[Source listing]
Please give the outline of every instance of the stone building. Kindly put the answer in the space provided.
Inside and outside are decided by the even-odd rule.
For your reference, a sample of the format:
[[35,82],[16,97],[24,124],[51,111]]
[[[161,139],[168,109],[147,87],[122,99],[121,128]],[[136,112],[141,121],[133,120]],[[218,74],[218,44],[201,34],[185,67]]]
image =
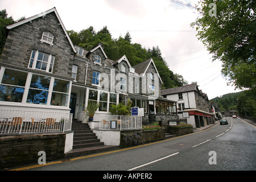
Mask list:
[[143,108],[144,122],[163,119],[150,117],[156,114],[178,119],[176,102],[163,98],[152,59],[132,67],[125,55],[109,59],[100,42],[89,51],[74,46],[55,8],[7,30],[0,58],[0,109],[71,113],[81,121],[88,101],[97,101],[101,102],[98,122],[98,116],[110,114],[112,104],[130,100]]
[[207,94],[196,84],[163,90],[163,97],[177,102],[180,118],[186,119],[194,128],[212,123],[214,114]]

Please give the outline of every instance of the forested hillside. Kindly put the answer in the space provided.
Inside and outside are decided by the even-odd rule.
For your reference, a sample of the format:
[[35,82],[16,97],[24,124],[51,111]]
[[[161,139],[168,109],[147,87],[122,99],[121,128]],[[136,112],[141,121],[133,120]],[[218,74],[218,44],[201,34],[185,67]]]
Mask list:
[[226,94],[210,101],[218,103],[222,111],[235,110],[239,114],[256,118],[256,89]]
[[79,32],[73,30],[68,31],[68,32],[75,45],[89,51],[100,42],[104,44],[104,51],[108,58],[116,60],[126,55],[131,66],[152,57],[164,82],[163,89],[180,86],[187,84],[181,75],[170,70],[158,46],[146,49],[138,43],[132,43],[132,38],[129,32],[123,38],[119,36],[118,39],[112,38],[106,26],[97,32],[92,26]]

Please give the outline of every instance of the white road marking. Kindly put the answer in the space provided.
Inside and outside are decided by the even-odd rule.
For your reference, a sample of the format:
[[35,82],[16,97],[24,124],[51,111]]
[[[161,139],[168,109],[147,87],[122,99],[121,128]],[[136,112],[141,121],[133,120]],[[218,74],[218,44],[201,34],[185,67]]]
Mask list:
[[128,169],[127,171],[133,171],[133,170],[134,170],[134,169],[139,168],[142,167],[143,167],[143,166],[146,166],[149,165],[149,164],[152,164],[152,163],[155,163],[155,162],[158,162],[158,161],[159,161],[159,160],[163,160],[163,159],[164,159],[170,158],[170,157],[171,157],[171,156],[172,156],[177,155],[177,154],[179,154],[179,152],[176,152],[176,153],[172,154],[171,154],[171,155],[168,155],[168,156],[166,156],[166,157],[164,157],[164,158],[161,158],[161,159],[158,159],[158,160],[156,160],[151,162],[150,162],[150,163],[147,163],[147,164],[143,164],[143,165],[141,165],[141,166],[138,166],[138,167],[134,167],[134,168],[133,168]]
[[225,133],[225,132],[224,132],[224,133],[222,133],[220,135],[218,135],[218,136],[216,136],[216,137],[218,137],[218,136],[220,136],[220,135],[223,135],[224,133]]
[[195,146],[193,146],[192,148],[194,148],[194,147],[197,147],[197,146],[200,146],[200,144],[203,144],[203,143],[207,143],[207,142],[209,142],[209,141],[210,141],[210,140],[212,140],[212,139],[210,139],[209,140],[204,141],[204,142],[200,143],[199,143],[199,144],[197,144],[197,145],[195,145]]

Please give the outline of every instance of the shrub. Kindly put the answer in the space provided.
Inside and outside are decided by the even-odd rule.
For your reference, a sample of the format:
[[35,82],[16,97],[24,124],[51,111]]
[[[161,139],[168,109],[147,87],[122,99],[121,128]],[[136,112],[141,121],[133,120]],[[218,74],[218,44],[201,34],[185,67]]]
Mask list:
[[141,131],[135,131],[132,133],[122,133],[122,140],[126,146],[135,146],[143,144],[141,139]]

§ **Brief**
Copy the listing word for word, from the line containing "Please give the outline of every instance of the shrub." down to the end of the listing.

§ **Answer to the task**
Please give the outline of every instance of the shrub. Kindly put the answer in the space provided.
Inside and outside are decided by the even-odd rule.
For your reference, a sample of the format:
[[35,82],[16,97],[24,124],[51,111]]
[[[161,139],[168,109],[147,87],[122,99],[121,128]],[[136,112],[141,121],[133,120]],[[218,74],[218,44],[201,34],[185,67]]]
Mask list:
[[141,131],[135,131],[132,133],[122,133],[122,140],[126,146],[135,146],[143,144],[141,139]]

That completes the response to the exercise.